» WRITTEN REQUEST A
List each distinct dollar amount that appears in the compensation terms, giving each one once.
» WRITTEN REQUEST B
Write the next part of the compensation terms, starting after their final sentence.

+++ SOURCE +++

You will be eligible to earn an annual performance bonus with a target amount of $50,000.00 (the “Target Amount”) for each full fiscal year that you are employed by the Company, which will be pro-rated based on a partial year of service in 2019. The Target Amount is subject to review and adjustment by the Board or its Compensation Committee in its sole discretion. Any annual performance bonus shall be awarded based on objective or subjective performance criteria determined by the Board or its Compensation Committee in its sole discretion after consultation with you. The Board or its Compensation Committee will determine in its sole discretion the extent to which you and the Company have achieved the performance criteria upon which the bonus is based and the amount of the bonus, which could be below the Target Amount (and may be $0). Any annual performance bonus awarded for any given fiscal year will be paid to you on the date on which annual performance bonuses are paid to all other senior executives of the Company, but in no event later than the date that is two and one-half months following the end
of the fiscal year for which the bonus is earned and no longer subject to a substantial risk of forfeiture. You must be employed on the date any bonus is paid in order to earn the bonus. Thus, if your employment ends for any reason prior to the payment date, you will not be eligible for, and will not receive, any bonus.
You will be eligible to earn commissions under an annual incentive plan to be approved by the Chief Executive Officer, with a target amount of $25,000.00 (the “Target Amount”) based on revenue driven by Professional Services. The Target Amount is subject to review and adjustment by the Chief Executive Officer in his sole discretion. Any commission shall be awarded based on objective or subjective performance criteria determined by the Chief Executive Officer in his sole discretion after consultation with you.
Furthermore, you shall also be eligible for a one-time signing bonus of $15,000.00, less any and all applicable taxes and other withholdings. This bonus will be paid in one lump sum on the first pay date after you start employment with the Company. In the event that you resign from the Company for any reason within 12 months after your date of hire, you will be responsible for reimbursing the Company for the entire $15,000.00 signing bonus. By your signature on this Letter Agreement, you authorize the Company to withhold $15,000.00 from any severance and other final pay you receive upon termination of employment, should you resign from your position within 12 months after your date of hire.

+++ DATA LINES +++

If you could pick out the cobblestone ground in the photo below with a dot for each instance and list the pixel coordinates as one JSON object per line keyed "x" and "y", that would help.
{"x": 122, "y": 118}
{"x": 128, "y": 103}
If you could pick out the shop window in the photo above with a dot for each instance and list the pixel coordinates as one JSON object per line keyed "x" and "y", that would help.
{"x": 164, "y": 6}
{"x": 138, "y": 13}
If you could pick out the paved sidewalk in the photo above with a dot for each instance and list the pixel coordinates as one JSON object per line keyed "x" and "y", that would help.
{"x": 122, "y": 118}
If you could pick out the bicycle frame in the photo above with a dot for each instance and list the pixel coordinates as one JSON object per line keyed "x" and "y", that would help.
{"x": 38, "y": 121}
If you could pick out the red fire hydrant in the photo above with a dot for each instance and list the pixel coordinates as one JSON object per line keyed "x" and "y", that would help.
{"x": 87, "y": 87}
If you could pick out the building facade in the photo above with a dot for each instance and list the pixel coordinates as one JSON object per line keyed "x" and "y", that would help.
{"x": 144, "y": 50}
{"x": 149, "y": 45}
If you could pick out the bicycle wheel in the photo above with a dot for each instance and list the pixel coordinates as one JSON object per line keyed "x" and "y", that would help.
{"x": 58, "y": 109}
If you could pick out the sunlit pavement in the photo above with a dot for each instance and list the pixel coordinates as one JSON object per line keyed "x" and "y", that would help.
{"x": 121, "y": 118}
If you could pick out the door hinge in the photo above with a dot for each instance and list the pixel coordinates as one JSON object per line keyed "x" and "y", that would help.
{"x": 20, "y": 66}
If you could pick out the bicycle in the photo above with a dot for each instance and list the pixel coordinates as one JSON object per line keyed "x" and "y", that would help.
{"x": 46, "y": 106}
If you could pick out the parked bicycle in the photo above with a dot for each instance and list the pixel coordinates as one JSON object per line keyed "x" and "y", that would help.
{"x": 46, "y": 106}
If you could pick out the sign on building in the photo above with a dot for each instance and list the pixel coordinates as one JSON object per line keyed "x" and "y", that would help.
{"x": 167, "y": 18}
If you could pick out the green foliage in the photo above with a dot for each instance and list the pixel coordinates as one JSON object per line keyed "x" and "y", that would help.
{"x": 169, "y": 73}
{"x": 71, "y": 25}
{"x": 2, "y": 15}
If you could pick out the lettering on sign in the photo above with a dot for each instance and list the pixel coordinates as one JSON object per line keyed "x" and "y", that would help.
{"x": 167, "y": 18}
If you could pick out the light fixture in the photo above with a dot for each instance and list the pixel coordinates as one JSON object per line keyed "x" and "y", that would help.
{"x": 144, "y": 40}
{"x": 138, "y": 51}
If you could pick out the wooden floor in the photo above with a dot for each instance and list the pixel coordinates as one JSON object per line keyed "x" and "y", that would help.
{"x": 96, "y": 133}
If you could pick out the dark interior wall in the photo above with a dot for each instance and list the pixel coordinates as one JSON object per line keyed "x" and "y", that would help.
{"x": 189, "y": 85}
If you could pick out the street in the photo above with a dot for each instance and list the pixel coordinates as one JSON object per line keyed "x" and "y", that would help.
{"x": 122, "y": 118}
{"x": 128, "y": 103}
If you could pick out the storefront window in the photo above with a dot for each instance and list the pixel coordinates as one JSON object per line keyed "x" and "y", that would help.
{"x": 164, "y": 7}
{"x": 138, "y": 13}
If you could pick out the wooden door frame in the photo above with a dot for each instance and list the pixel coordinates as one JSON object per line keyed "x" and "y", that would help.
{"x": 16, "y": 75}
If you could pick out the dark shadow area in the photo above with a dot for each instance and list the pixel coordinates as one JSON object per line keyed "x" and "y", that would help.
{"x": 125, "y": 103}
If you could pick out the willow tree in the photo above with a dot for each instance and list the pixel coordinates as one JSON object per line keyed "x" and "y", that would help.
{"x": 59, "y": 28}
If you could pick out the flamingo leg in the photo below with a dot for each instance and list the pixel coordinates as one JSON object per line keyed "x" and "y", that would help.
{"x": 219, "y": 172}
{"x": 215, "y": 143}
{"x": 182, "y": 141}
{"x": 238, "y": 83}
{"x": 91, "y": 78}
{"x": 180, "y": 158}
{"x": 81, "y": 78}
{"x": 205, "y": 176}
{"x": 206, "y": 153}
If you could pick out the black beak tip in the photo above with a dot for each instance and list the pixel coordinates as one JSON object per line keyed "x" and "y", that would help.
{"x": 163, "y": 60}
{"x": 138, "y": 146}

+++

» RESULT A
$50,000.00, $0, $25,000.00, $15,000.00

» RESULT B
You will be entitled to participate in all employee benefit plans and arrangements and fringe benefits and programs that may be provided to senior executives of the Company from time to time while you are employed by the Company, subject to plan terms and generally applicable Company policies. The Company may provide benefits, payroll, and other human resource management services through a professional employer organization, in which case such professional employer organization will be considered your employer of record for these benefits and payroll purposes. (The term for this relationship is “co-employment.”)
Subject to approval by the Board, the Company will grant you (a) an option to purchase 50,000 shares of the Company’s common stock, at an exercise price equal to the fair market value of one share of Common Stock on the grant date and (b) restricted stock units for that number of shares equal to $280,000.00 divided by the fair market value of one share of Common Stock on the grant date. The option and restricted stock units will be governed by the terms of the Company’s 2017 Equity Incentive Plan (the “Plan”) and the associated option and restricted stock unit grant documentation.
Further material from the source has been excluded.